━━ READING TEXT
Anthony Brown, Ph.D.
Associate Professor
Department of Neuroscience and
Center for Molecular Neurobiology
Degree: King's College, University of London
Postdoctoral Training: Case Western Reserve University and Temple University
Phone: (614) 292 1205
Fax: (614) 292-5379
Email: brown.2302@osu.edu
Link to NLM PubMed publications list for Tony Brown (last 10 years)
Research Area:
The mechanism of slow axonal transport
Current Research:
Cytoskeletal and cytosolic proteins are synthesized in the cell body of nerve cells and transported out along the axons by slow axonal transport. This movement is essential for the growth and survival of axons and continues throughout the life of the neuron, but the mechanism is not known.
Our most recent studies have focused on the axonal transport of neurofilaments, which are one of three classes of cytoskeletal polymers that comprise the neuronal cytoskeleton. Abnormalities in the axonal transport of neurofilaments are thought to underlie the etiology of a number of neurodegenerative diseases, most notably amyotrophic lateral sclerosis (Lou Gehrig's disease).
━━━━
__TASKS FOR THIS EXERCISE__:
[A] Answer these questions from the faculty profile:
(i) At which institutions did the postdoctoral training take place?
(ii) Where in nerve cells are cytoskeletal and cytosolic proteins synthesized?
(iii) Which disease does the profile name as the most notable one linked to abnormal neurofilament transport?
[B] Reproduce the passage of the faculty profile that starts at the words "Anthony Brown, Ph.D." and ends after the words "is not known.".
[C] Using the faculty profile, explain in one to three sentences why slow axonal transport matters to nerve cells.
The lines that follow have no connection to the faculty profile.
━━ RAW DATA
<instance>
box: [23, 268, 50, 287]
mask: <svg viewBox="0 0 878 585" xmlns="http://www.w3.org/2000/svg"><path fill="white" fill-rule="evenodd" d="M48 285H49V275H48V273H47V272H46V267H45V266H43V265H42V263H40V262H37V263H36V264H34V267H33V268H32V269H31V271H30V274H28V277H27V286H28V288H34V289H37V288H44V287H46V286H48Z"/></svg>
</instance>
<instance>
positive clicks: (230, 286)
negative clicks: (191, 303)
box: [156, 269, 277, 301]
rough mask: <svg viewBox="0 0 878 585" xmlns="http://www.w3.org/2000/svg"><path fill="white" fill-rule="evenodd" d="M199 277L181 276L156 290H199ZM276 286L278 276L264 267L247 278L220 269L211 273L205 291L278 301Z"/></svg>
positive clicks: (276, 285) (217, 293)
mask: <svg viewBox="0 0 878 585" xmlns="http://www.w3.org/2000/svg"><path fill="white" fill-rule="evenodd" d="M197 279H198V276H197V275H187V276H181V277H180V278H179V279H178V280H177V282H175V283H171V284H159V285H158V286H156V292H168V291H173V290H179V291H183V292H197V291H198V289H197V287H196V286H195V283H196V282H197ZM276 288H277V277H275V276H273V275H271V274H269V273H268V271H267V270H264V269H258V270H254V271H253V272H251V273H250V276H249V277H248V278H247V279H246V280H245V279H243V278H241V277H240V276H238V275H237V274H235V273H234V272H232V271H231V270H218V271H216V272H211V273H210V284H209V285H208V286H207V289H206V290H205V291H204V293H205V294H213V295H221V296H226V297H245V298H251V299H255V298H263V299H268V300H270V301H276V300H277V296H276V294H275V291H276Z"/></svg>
━━━━
__COMPLETED EXERCISE__:
[A]
(i) Case Western Reserve University and Temple University.
(ii) In the cell body.
(iii) Amyotrophic lateral sclerosis (Lou Gehrig's disease).

[B]
Anthony Brown, Ph.D.
Associate Professor
Department of Neuroscience and
Center for Molecular Neurobiology
Degree: King's College, University of London
Postdoctoral Training: Case Western Reserve University and Temple University
Phone: (614) 292 1205
Fax: (614) 292-5379
Email: brown.2302@osu.edu
Link to NLM PubMed publications list for Tony Brown (last 10 years)
Research Area:
The mechanism of slow axonal transport
Current Research:
Cytoskeletal and cytosolic proteins are synthesized in the cell body of nerve cells and transported out along the axons by slow axonal transport. This movement is essential for the growth and survival of axons and continues throughout the life of the neuron, but the mechanism is not known.

[C] Slow axonal transport carries cytoskeletal and cytosolic proteins from the cell body, where they are synthesized, out along the axons. This movement is essential for the growth and survival of axons, and it continues throughout the life of the neuron.